Dataset records
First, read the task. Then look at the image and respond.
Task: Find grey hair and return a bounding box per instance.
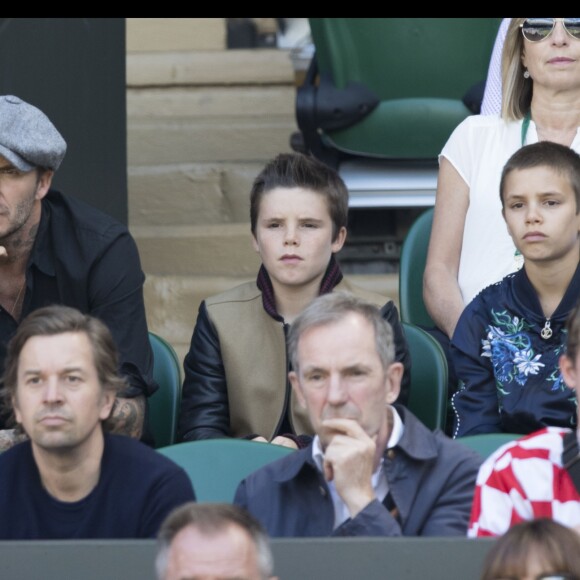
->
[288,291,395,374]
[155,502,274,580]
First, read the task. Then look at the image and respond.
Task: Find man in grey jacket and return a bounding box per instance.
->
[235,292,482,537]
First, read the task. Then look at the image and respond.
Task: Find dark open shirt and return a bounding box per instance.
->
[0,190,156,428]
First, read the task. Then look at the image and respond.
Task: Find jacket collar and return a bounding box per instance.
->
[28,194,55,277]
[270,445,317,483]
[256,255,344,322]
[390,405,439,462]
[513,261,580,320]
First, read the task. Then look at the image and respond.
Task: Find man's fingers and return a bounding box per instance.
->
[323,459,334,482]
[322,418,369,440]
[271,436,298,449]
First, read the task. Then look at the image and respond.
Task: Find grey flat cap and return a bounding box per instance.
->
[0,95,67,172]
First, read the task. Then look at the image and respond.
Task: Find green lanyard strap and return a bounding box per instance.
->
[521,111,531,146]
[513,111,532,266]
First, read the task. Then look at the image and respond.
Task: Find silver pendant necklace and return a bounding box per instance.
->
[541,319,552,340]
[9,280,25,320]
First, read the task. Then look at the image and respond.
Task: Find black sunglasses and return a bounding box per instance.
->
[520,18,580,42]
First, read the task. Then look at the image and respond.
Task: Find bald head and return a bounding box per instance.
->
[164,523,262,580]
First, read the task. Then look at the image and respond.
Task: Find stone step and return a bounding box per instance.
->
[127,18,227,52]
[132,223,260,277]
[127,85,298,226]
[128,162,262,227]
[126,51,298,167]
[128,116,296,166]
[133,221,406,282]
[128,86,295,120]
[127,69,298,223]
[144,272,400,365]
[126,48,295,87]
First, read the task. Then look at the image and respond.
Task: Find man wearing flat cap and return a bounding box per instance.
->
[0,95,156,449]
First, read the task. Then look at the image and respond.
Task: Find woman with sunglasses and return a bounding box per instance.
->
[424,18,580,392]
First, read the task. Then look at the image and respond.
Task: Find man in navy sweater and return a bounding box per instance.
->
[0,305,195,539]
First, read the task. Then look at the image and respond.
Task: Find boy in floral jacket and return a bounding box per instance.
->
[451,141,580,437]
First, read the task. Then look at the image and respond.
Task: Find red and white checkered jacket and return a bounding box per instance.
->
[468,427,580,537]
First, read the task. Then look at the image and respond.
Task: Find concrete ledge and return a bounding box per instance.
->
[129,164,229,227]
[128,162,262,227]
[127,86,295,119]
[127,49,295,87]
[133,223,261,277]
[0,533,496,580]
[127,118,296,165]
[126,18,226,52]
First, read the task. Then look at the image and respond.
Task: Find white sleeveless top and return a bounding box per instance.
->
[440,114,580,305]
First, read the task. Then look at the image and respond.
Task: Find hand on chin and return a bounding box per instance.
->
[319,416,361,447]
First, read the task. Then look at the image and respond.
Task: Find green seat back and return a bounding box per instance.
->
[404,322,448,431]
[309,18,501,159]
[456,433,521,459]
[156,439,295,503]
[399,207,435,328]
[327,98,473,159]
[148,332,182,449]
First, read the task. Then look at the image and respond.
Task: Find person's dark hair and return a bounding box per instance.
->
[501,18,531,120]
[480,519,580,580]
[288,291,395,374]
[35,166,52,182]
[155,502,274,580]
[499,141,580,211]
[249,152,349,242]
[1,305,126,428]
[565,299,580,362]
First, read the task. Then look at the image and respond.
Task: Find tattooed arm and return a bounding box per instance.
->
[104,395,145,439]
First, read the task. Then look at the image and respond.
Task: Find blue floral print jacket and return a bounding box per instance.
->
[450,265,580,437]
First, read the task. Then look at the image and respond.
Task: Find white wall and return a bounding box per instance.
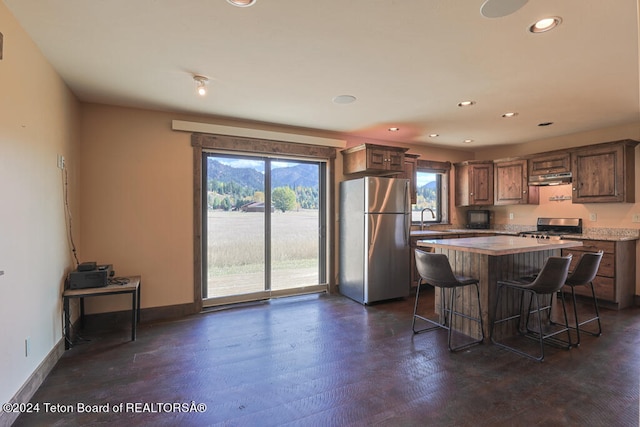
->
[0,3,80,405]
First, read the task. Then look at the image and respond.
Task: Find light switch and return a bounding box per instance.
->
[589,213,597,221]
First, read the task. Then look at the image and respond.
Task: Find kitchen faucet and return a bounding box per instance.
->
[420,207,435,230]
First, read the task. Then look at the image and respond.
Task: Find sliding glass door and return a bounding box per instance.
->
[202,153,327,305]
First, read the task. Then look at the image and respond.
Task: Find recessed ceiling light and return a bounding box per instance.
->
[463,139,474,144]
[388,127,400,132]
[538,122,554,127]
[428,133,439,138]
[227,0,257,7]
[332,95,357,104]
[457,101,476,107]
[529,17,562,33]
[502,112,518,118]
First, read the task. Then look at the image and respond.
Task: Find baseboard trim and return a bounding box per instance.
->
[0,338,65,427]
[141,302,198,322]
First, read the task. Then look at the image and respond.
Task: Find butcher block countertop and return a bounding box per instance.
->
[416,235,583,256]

Required action
Give back the records above word for word, minus any image they hold.

Task output
First, read the task. Then look at the image and respond.
Task: Find grey hair and return a bounding box per instance.
->
[288,291,395,374]
[155,502,274,580]
First, read the task. Then look at the image and respond.
Task: Find man in grey jacket and return a bounding box per instance.
->
[235,292,482,537]
First, read the task. Then look at the image and respond.
Task: Find dark open shirt and return a bounding box per instance.
->
[0,190,156,428]
First, read the task. Then look at the image and respond.
Task: Find jacket collar and return a bounding box per instance.
->
[28,194,55,277]
[270,445,317,483]
[256,255,344,322]
[390,405,439,462]
[513,261,580,320]
First, read the task. Then look at the image and respond.
Task: Find man's fingers and return a bounding box per instance.
->
[323,459,334,482]
[322,418,369,440]
[271,436,298,449]
First, read the task. Then look at the image and respond.
Task: Find grey flat cap and return a bounding box per instance.
->
[0,95,67,172]
First, read the task. Then look at the image and respond.
Task: Find green lanyard strap and return a bounding box per instance.
->
[521,111,531,146]
[513,111,532,266]
First, read the task. Then look at the image and respond.
Task: Find silver pendant necklace and return a bounding box per instance.
->
[541,319,552,340]
[9,280,25,320]
First, read the task. Then look at the image and respond.
Task: Find black sunglasses and return a bounding box per instance.
->
[520,18,580,42]
First, read the task. Then look at the image and respond.
Task: Find bald head and return a bounding box per instance.
->
[164,523,262,580]
First, read the task. Then look at the image and respond.
Task: Find stone step and return a bounding box per instance.
->
[127,18,227,52]
[132,223,260,277]
[127,85,298,226]
[128,162,262,227]
[126,51,298,167]
[128,116,296,166]
[133,221,406,282]
[128,86,295,120]
[127,69,298,223]
[144,272,400,365]
[126,48,295,87]
First, read the task. Then look at the image and respond.
Task: Find man wearing flat cap and return a bounding box per instance.
->
[0,95,156,449]
First, read the task. Then look at the image and respond.
Task: Find woman with sunglasses and return a bounding box per instance.
->
[424,18,580,392]
First, read the task. Then look at the image and respond.
Task: Find man in navy sweater and return a bounding box per instance.
->
[0,305,195,539]
First, read the task. Then look at the image and respond.
Task: Find boy in floral jacket and return a bounding box per instance.
->
[451,141,580,437]
First, read the task. Then look at the image and respond.
Task: Find red and white checkered jacket and return a bounding box per instance.
->
[468,427,580,537]
First, read the task. Then look at the image and respond.
Task: Find concrete ledge and return a bounding box per instance.
->
[129,164,229,227]
[128,162,262,227]
[127,86,295,119]
[127,49,295,87]
[133,223,261,277]
[0,533,496,580]
[127,118,296,165]
[126,18,226,52]
First, read the task. Then look at the image and respond.
Task: Find white sleeveless top and return a bounding box per instance.
->
[440,114,580,305]
First, read the task. Then look at the image and respond.
Task: Find hand on chin and return a bounding box per instance.
->
[319,416,361,447]
First, read the task. Then look at the image and respond.
Task: Find green seat back and return a bounding box per instance.
->
[404,322,448,431]
[309,18,501,159]
[456,433,521,459]
[156,439,295,503]
[399,207,435,328]
[327,98,473,159]
[148,332,182,449]
First, read the task. Then look at the image and respond.
Task: Find person's dark hair and return a bounding box per instance.
->
[501,18,531,120]
[480,519,580,580]
[288,291,395,374]
[35,166,52,182]
[155,502,274,580]
[499,141,580,211]
[249,152,349,242]
[1,305,126,428]
[565,299,580,362]
First, read the task. Then look at the image and respond.
Task: Find tattooed arm and return a bounding box per instance.
->
[104,395,145,439]
First, read the task. Then look at the image and respond.
Task: Find blue floral print jacket and return a bounding box per instance.
->
[450,265,580,437]
First, read the task. Then look at the image and respond.
Task: Find white wall and return a bounding box per instance.
->
[0,3,80,405]
First, read the task. Then look at the image and respond.
Task: Find light switch and return a bounding box per instance.
->
[589,213,597,221]
First, read the task. Then look at the image and respond.
Task: Find kitchen faucet and return a bounding box per instance.
->
[420,207,435,230]
First, read the task. Then look at the image and respond.
Task: Find sliding glass door and return a bounding box per instance.
->
[202,153,327,305]
First, read the task. Then look at the image and respond.
Task: Find recessed ceiling light and return a bounding box per instance.
->
[463,139,474,144]
[388,127,400,132]
[538,122,554,127]
[428,133,439,138]
[227,0,257,7]
[332,95,357,104]
[457,101,476,107]
[529,17,562,33]
[502,112,518,118]
First, read the task. Then look at the image and respond.
Task: Find baseboard trim and return a bounding box per instance.
->
[0,338,65,427]
[141,302,198,322]
First, read the task. Then look at the image and respond.
Task: Find butcher block countertop and return a bounding box per instance.
->
[416,235,583,256]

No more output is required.